# Given exercise
In the DateTime best-practices guide, update the part that opens with "Thou shalt only" and closes with "front of you.", changing "wasted effort" to "lost time".

# Passage provided
Best Practices for Timestamps and Time Zones¶
The 10 DateTime Commandments¶
The old joke goes that there are only two hard things in Computer Science: naming variables and cache invalidation and off-by-one errors. But it is my contention that nothing makes experienced developers want to delegate more than reworking the DateTime handlers in the analytics codebase.
Of course, the real problem is that it is both annoying to solve correctly and doesn’t add any net value to the service you are building - you just need it to work so you can report accurately.
Well, fear not, for this is a guide on best practices for working with DateTime and Timezones in your data processing and analytics systems. This guide is all about general best practices, with a follow-on ‘Working with Time’ guide on specific functions for different tasks and pre-written queries and test data for common use cases.
So without further ado, let’s get started with the 10 DateTime Commandments.
Thou shalt default to UTC¶
“Simplicity is the ultimate form of sophistication; it saves time and prevents unnecessary complications.” - Leonardo da Vinci
No matter what the timezone of the server where an event is created, when you store it for later analysis you will first convert the timestamp into UTC. You will ideally also keep the relevant timezone offset in seconds, the name of the timezone, and possibly the local timestamp as a string - but always, always, make your primary storage of a historical event timestamps in UTC.
Why? UTC is an absolute point in time because it is based on a highly accurate and stable standard that is recognized and used worldwide. It is not affected by changes in timezones or other adjustments at the whim of the latest local government.
Ultimately, UTC is always constant - every other modern time is relative.
Note that we specifically call out historical timestamps here - because you are storing information about something that has already occurred. When describing something that might happen in the future, like scheduling an event, you should consider the appropriate context relative to the information - UTC is great for coordinating something to happen at exactly the same moment across many timezones, but if you want everyone to do something at 0900 in their own local time - then that is the better way to schedule it.
Thou shalt only do that which is necessary¶
“Too much analysis leads to paralysis.” - Robert Herjavec
It can be tempting to process timestamp data in a way that seems comprehensive or exhaustive, but this can lead to wasted effort and unnecessary complexity. This is why you should only do what is needed to serve the use case in front of you.
It is important to clearly define the use case and determine what specific precision, calculations, or aggregations are necessary to support it. If you’re not sure, use the recommended defaults and then stray only as needed.

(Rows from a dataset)

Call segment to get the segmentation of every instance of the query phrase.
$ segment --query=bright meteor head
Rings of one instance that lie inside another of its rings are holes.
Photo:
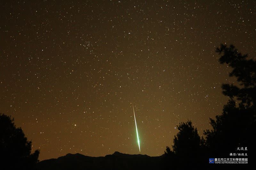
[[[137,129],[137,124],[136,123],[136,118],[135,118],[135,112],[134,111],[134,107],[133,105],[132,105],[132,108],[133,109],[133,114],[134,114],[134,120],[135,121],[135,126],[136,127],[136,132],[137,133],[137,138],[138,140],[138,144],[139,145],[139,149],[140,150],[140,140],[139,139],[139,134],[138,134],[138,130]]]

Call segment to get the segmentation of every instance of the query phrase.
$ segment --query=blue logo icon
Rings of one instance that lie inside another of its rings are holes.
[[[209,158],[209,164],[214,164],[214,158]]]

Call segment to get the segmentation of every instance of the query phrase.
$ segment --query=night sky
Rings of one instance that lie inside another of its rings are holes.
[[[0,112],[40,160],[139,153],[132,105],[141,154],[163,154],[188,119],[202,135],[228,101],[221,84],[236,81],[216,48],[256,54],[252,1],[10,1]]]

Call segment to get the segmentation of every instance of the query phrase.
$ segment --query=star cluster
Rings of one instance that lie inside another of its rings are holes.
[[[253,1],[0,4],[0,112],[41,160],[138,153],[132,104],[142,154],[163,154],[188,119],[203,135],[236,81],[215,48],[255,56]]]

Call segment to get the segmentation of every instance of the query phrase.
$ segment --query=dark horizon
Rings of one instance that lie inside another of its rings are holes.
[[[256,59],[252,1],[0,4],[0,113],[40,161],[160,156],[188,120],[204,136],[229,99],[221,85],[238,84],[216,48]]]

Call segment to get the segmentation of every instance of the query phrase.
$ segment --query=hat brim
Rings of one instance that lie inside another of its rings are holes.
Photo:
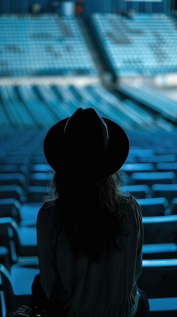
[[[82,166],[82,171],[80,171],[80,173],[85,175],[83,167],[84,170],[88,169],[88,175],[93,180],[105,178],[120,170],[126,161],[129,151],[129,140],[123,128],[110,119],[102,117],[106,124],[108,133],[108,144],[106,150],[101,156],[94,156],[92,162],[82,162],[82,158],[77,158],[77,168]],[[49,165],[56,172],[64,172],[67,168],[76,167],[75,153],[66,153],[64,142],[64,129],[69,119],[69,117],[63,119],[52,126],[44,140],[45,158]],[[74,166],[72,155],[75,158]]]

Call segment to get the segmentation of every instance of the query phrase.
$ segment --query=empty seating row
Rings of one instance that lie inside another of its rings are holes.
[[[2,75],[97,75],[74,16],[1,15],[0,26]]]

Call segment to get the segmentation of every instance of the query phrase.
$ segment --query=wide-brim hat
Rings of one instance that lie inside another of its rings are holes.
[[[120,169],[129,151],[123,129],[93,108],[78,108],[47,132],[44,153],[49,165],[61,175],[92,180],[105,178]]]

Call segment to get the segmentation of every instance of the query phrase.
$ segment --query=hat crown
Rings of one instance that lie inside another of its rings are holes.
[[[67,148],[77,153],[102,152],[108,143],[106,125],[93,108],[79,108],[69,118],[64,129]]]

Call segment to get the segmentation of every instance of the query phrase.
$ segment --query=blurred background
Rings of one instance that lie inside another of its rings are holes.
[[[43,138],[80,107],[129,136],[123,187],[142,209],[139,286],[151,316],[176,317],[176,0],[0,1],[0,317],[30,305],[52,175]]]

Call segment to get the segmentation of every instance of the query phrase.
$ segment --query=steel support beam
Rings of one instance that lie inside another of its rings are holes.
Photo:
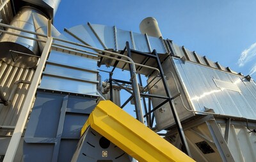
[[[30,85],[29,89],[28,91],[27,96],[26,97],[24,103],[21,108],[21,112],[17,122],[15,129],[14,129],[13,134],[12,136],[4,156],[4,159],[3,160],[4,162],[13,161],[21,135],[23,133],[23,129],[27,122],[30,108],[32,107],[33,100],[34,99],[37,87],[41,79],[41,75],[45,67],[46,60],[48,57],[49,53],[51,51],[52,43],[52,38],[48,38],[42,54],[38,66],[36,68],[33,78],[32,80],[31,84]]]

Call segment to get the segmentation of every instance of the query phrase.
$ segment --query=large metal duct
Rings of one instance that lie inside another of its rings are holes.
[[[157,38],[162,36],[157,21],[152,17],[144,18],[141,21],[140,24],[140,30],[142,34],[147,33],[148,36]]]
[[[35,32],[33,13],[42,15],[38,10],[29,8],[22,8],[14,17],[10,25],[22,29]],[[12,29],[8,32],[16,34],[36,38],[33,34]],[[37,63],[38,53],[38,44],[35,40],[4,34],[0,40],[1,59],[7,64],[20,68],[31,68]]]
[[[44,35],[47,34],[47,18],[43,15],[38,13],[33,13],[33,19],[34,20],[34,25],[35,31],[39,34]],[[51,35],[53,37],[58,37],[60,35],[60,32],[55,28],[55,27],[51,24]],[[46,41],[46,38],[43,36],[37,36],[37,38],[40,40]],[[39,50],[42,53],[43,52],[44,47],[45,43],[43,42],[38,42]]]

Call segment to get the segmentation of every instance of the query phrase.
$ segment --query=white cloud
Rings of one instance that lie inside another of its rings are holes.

# Written reply
Thou shalt only do that which is necessary¶
“Too much analysis leads to paralysis.” - Robert Herjavec
It can be tempting to process timestamp data in a way that seems comprehensive or exhaustive, but this can lead to lost time and unnecessary complexity. This is why you should only do what is needed to serve the use case in front of you.